» PROBLEM REQUIREMENTS
Restate verbatim the span of lines below between the line with "[(156, 14), (65, 253), (10, 294)]" and the line with "[(1, 330), (94, 139), (420, 149), (24, 66)]", including those two lines, and only that span.

» MATERIAL FOR THIS EXERCISE
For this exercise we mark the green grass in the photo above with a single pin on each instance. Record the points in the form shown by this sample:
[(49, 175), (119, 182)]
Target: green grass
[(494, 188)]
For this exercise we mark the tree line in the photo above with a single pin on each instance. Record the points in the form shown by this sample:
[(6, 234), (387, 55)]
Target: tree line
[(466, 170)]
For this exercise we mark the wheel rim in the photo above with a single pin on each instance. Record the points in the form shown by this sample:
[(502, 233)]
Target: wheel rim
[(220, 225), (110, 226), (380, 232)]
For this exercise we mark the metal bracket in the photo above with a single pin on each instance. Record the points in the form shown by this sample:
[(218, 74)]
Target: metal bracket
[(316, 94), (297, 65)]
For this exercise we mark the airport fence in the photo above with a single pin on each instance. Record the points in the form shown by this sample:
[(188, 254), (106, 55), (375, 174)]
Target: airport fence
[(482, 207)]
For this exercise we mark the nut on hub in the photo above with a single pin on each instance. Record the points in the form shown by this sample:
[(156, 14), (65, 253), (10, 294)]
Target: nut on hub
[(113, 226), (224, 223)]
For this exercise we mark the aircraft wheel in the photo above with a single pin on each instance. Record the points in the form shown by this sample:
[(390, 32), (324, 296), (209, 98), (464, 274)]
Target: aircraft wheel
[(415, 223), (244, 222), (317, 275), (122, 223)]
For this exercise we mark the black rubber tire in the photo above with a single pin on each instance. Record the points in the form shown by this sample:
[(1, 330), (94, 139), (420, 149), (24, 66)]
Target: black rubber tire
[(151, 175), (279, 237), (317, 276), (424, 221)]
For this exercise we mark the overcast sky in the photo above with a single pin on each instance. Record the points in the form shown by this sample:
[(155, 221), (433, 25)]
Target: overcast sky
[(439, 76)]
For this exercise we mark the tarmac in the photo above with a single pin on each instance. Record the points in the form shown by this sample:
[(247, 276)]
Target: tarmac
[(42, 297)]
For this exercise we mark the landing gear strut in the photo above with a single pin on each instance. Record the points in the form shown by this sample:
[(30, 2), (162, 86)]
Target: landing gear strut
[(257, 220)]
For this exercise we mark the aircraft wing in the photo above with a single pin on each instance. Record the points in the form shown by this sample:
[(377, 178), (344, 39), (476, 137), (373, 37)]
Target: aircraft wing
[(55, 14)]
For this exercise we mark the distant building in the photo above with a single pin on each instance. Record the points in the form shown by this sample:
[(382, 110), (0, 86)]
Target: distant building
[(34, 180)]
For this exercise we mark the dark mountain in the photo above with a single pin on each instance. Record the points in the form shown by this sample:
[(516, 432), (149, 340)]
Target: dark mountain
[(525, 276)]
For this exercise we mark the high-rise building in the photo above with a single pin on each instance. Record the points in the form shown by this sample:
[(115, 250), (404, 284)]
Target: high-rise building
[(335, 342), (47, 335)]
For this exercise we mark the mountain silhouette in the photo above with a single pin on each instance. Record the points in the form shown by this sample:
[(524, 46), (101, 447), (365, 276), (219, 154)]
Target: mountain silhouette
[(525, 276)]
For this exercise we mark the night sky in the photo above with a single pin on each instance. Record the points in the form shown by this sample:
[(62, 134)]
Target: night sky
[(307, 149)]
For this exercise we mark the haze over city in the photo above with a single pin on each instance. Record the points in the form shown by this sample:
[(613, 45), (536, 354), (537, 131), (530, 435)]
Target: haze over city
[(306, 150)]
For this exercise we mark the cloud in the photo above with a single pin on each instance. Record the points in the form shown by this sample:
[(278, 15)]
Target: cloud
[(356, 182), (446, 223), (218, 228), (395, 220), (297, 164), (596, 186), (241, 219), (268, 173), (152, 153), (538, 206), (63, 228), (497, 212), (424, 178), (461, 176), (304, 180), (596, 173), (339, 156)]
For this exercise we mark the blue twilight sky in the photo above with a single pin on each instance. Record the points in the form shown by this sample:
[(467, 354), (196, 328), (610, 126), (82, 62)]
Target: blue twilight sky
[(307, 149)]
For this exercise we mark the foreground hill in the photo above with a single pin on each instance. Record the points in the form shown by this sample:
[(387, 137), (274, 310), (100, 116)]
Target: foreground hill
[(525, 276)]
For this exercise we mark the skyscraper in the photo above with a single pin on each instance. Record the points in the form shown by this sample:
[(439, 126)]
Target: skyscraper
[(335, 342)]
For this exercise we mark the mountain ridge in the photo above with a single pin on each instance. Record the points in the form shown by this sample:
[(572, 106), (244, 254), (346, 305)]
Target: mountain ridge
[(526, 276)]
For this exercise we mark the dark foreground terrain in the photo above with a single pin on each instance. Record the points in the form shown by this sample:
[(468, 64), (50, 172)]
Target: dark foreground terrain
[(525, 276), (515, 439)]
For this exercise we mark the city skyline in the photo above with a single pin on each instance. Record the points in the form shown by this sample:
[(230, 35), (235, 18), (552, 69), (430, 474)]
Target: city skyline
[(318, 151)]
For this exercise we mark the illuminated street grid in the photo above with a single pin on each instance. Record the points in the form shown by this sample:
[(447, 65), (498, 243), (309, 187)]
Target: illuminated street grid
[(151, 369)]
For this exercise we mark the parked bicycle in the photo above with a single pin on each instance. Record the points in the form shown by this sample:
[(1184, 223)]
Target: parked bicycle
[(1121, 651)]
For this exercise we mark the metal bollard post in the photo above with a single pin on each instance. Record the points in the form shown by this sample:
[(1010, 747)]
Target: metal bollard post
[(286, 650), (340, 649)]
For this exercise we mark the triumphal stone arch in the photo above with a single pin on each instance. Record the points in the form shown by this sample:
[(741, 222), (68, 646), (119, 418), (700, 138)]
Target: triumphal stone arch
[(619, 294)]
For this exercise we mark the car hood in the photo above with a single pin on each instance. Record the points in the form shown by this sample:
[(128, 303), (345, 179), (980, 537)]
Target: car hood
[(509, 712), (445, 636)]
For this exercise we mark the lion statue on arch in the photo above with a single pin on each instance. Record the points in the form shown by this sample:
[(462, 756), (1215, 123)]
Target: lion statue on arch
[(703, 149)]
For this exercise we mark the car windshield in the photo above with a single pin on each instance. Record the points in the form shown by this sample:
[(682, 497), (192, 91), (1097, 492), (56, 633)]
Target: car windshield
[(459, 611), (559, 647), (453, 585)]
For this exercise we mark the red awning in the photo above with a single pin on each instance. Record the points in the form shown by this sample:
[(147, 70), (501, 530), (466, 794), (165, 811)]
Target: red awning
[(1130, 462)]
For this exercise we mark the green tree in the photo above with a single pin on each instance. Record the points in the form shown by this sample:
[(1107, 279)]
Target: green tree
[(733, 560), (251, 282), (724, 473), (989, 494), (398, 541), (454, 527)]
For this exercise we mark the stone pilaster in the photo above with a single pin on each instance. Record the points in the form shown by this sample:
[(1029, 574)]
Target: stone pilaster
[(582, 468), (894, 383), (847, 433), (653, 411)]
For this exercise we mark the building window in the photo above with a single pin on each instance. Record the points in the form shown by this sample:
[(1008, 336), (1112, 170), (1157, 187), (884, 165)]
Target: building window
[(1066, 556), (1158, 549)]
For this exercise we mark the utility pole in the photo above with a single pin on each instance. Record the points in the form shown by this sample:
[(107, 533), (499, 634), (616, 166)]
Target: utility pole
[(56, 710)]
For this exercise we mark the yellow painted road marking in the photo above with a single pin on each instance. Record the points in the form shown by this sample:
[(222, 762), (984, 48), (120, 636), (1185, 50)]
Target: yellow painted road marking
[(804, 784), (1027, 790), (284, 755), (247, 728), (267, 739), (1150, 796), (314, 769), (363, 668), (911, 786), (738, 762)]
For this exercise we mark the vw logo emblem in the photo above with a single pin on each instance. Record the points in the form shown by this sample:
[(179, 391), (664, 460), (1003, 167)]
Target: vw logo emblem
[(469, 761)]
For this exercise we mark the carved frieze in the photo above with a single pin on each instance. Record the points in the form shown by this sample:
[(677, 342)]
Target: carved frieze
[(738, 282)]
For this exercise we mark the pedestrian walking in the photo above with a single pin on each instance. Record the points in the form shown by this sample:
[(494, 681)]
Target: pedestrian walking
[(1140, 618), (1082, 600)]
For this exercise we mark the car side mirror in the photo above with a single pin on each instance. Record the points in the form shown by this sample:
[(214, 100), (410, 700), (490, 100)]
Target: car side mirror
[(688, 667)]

» FINISHED EXERCISE
[(156, 14), (65, 253), (10, 294)]
Target: nut on hub
[(113, 226), (224, 223)]
For this exercise we mark the aircraft wheel in the photo above with a single pin on each instance. Record the points in the form shown by this sample:
[(390, 32), (324, 296), (209, 98), (464, 274)]
Target: aircraft wheel
[(415, 223), (244, 222), (317, 275), (122, 223)]
For this exercise we mark the black rubber tire in the photo above with a single pin on each instance. Record the points in the form shown by this sample:
[(1, 330), (94, 139), (420, 149), (24, 66)]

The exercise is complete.